**Directions**: Copy the records below word for word, starting at the line that contains "of the salad" and ending at the line that contains "pixel 349 70", with both of those lines included.

**Given entries**:
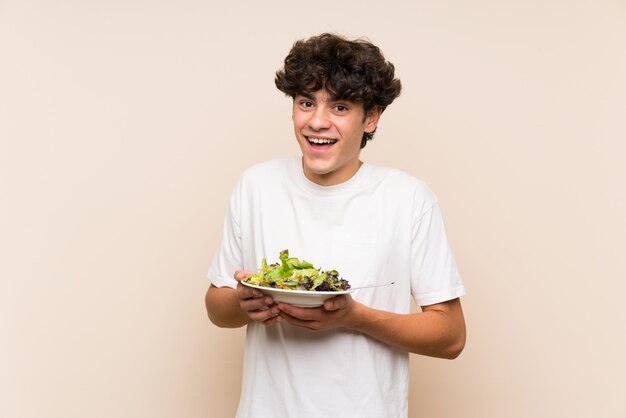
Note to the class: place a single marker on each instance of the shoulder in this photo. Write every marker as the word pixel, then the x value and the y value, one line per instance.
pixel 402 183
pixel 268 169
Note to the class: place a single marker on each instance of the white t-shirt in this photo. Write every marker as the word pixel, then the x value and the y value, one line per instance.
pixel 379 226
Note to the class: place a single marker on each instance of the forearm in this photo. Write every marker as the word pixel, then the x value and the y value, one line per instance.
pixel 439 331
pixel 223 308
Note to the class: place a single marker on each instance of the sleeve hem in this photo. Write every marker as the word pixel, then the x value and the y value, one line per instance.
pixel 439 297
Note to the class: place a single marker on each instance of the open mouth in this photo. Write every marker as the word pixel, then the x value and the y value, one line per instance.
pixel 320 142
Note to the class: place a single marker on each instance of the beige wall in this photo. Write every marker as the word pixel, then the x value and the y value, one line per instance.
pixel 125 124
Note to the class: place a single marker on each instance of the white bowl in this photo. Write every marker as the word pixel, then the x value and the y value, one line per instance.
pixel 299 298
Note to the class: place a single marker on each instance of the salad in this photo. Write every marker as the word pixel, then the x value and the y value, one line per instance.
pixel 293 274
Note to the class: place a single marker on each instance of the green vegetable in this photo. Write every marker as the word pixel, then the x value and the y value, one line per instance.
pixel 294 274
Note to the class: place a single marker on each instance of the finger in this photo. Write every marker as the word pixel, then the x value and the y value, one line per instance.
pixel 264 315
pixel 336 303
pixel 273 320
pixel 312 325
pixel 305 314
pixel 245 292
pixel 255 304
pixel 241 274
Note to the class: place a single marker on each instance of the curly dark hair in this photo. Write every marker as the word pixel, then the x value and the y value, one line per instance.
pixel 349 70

* * *

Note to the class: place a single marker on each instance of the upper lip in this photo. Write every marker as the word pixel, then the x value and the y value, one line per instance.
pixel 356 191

**Output of the exercise**:
Note to the class: place a single marker on each instance of the salad in this photo. Write every marker as the word pixel, then the x value and the y value, one line per instance.
pixel 293 274
Note to the class: place a single marker on each instance of the green vegetable in this photo. Write every marker as the word pixel, then the x value and the y value, one line per instance.
pixel 294 274
Note to the class: place a single marker on each instance of the finger in this photo. Write every marker as the word pixel, then the x value and the y value, one line per instance.
pixel 264 315
pixel 336 303
pixel 273 320
pixel 312 325
pixel 305 314
pixel 245 292
pixel 255 304
pixel 241 274
Note to the class: place a single marker on each instance of the curly dark hair in this photo. Write every marker as the word pixel, then the x value and the y value, one line per instance.
pixel 349 70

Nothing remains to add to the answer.